Talking About God: Doing Theology in the Context of Modern Pluralism
by David Tracy and John B. Cobb, Jr.
Introduction by David R. Mason
The topic for the 1977 Tuohy Chair public lectures, "the problem of God today, " is critical for the very lifeblood of any form of theistic faith, whether it be Jewish, Christian, or Muslim. The two scholars who were invited to reflect on the problem with us and to propose "resources for its resolution," John B. Cobb, Jr., and David Tracy, are themselves Christian -- the one, Protestant, the other, Roman Catholic. Nevertheless, while each speaks out of his own religious and intellectual tradition and both speak primarily to the Christian community, it quickly becomes apparent that both are sensitive to diverse religious traditions. Moreover, the tentative proposals they advance for treating the problem of God are aimed at any theistic believer who takes seriously the demand to express that faith in a way that is both intelligible and accountable to its initiating religious vision. This book contains the public lectures given by professors Cobb and Tracy in May and June of 1977, as revised for publication.
The initial impression one is likely to gain from an examination of this work is the utterly different way in which each theologian has seen fit to address the issue. Perhaps it should be remarked that the difference is not that between a "Protestant viewpoint" and a "Roman Catholic viewpoint." Anyone conversant with present day theology knows that it is virtually an open air market. However large a role the particular religious heritage may have formerly played in framing a theologian's ideas, it plays a relatively minor one today. The difference lies, rather, between an approach that views the problem as one of substance and one that views it as one of method.

Entries -

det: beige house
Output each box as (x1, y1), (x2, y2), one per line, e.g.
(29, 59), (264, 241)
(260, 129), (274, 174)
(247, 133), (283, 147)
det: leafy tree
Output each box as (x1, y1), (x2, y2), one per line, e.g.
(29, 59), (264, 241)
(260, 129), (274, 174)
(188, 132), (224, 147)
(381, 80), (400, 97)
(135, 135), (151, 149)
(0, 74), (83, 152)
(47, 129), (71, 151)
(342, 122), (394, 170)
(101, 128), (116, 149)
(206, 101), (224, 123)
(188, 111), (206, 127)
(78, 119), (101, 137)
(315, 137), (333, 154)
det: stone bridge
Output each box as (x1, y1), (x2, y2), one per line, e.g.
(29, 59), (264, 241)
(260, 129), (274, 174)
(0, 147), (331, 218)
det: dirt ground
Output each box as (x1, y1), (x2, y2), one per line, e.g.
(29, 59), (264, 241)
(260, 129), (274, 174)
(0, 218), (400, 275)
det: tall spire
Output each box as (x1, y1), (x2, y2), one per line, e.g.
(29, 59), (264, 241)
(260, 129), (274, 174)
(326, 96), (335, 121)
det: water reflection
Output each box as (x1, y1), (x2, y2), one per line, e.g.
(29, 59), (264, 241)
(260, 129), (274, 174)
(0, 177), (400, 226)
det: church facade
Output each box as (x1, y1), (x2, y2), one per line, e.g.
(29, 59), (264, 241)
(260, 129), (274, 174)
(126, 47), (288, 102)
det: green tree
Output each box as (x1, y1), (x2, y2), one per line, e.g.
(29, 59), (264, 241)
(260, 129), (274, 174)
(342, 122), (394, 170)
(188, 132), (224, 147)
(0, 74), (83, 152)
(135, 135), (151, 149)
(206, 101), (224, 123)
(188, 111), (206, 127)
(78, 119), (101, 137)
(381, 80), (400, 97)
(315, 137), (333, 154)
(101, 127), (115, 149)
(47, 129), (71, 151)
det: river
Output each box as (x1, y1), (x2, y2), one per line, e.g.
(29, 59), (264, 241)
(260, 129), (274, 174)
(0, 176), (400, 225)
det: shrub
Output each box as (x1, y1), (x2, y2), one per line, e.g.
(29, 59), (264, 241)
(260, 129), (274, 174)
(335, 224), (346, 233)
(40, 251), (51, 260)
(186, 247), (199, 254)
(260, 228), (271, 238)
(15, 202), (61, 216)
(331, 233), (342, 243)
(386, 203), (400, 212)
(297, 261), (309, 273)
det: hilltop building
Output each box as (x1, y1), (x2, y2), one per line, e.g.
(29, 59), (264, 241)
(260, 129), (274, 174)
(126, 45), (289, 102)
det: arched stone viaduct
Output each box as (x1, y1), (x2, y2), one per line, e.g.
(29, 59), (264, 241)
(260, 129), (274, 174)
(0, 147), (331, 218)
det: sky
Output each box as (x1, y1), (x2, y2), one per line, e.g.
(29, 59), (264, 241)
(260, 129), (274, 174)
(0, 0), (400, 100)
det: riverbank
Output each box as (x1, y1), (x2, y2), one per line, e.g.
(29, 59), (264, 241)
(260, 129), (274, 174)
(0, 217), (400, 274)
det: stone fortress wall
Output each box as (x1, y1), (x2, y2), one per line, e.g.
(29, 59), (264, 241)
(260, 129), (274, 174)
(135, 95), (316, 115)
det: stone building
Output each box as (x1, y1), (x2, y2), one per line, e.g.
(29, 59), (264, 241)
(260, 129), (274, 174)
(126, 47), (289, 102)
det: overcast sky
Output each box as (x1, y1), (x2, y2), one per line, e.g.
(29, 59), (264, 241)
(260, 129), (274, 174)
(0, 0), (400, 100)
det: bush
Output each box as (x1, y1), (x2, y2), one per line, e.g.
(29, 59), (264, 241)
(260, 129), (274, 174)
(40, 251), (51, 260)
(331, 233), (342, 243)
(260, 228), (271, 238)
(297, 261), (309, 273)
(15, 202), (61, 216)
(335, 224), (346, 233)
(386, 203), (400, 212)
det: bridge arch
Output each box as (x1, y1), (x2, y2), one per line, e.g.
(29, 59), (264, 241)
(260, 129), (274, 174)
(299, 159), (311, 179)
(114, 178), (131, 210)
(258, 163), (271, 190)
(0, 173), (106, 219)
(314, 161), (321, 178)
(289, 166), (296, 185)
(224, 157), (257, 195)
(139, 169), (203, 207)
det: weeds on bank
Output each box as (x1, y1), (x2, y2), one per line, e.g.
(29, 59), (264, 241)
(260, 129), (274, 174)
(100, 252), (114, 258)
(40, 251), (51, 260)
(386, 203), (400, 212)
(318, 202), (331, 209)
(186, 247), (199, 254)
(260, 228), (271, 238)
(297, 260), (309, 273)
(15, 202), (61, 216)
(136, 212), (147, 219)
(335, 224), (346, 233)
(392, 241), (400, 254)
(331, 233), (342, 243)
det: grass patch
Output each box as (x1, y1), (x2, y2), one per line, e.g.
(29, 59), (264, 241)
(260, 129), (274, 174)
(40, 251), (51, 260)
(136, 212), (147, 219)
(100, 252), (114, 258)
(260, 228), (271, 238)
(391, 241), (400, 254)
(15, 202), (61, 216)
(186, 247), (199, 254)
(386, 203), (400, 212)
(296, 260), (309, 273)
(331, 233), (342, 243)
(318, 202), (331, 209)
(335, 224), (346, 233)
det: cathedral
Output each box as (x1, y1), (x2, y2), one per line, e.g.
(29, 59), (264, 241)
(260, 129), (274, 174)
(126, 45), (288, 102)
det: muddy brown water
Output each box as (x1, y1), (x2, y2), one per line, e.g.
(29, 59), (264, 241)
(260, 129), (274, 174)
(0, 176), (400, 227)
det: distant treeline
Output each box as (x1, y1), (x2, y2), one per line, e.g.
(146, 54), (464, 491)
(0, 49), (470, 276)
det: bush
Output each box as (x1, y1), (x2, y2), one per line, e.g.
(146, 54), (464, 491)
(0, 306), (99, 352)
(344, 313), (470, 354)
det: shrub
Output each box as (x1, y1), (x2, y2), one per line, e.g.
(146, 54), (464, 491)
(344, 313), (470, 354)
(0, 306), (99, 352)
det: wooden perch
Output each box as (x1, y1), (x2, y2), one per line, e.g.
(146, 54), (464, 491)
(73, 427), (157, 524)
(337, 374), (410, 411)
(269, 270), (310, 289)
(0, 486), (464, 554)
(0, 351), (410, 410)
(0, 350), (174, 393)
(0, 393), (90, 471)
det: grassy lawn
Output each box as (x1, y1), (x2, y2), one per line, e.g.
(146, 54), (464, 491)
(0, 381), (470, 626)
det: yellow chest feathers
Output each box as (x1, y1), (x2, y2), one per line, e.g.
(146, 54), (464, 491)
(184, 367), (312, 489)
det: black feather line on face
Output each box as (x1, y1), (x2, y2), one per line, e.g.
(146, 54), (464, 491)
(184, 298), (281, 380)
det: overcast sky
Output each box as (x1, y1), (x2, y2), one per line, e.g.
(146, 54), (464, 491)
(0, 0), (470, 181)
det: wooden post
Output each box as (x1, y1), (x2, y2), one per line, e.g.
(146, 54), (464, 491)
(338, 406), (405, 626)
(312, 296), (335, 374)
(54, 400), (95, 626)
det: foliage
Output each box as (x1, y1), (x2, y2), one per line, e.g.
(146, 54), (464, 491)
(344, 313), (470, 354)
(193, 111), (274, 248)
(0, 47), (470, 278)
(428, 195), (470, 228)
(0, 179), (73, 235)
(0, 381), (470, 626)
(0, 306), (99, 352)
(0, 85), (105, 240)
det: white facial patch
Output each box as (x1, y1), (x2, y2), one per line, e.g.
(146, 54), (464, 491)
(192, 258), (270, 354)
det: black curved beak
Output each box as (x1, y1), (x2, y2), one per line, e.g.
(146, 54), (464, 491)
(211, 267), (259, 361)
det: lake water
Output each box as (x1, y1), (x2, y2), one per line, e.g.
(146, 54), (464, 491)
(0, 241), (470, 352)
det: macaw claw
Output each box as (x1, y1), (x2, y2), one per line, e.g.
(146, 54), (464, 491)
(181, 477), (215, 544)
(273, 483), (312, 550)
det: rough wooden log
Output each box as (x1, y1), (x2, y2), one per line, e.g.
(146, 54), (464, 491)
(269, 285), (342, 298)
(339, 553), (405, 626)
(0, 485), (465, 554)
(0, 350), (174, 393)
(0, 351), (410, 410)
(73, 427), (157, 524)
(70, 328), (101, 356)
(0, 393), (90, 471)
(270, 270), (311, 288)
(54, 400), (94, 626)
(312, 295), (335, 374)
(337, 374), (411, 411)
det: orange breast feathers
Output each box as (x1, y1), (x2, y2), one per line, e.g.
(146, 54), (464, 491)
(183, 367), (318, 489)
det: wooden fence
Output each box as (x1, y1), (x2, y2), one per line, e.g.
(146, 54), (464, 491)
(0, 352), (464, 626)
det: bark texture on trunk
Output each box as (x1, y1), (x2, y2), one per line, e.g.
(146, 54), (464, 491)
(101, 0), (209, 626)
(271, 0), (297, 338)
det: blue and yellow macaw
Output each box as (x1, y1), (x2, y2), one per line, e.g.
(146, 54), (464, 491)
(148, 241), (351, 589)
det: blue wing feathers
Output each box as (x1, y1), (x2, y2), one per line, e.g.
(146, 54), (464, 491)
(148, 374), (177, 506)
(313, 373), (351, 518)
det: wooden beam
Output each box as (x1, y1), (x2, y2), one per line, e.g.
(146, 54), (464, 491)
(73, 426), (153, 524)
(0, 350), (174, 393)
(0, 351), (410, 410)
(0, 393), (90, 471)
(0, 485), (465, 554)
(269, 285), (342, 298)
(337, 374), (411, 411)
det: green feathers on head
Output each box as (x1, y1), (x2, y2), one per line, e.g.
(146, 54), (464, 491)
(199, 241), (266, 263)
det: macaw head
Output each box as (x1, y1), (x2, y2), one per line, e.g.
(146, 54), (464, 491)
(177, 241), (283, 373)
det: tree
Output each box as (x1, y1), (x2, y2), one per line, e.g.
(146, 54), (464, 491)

What to do -
[1] According to the introduction to Talking About God, in which months and year were the public lectures by Cobb and Tracy given?
[2] List every form of theistic faith that the introduction to Talking About God names.
[3] Write the next part of the introduction to Talking About God, continuing after its final sentence.

Answers for the tasks -
[1] May and June of 1977.

[2] Jewish, Christian, Muslim

[3]
Cobb, on the one hand, understands "the problem of God today" as a substantive problem arising out of various significant challenges to the traditional Christian doctrine of God as a supreme person who acts in the world and is chiefly known as the Father of Jesus Christ. Thus, in accepting the invitation to address the problem of God and to offer "resources for its resolution," he chooses three from among the many diverse movements and modes of thought in the modern world that, in some way, present formidable difficulties for Christian belief: the scientific world view, Buddhism, and feminism. And in responding to the challenges each of these presents, Cobb seeks to reformulate our idea of God in ways that both meet the challenge and remain faithful to the initial Christian vision of God.
Tracy, on the other hand, argues that before we can engage in discussion on such a substantive matter as the doctrine of God, it is necessary to reflect on the nature of theological language and the context in which it gets worked out. He sees the problem as deriving from the diverse religious experiences and the manifold types of theological language, each of which lays claim to be the normative Christian way of being and thinking. In response to this, Tracy first attempts to lay bare the relationship between the different tasks of theology and the social realities identified with each. He also endeavors to distinguish the different tasks in terms of the modes of argument, the ethical and religious stances, and the ways of expressing claims to meaning and truth
appropriate to each. Then he lifts into prominence the two classical types of theological language, analogy and dialectic, analyzes them, and argues that while both bear witness to important truths, the former, analogy, is better able to incorporate the insight of the latter than vice versa. Tracy approaches substantive issues regarding the doctrine of God, especially in comparing the major types of analogical God-language in our day, Thomism and process theology. Even so, his contribution to the resolution is primarily methodological rather than substantive.
Granting this major difference, it might seem inappropriate to issue these lectures together as one volume. Yet despite the difference, there are similarities of spirit that join them in a common undertaking. Some of these are not insignificant, and it is well to alert the reader to them.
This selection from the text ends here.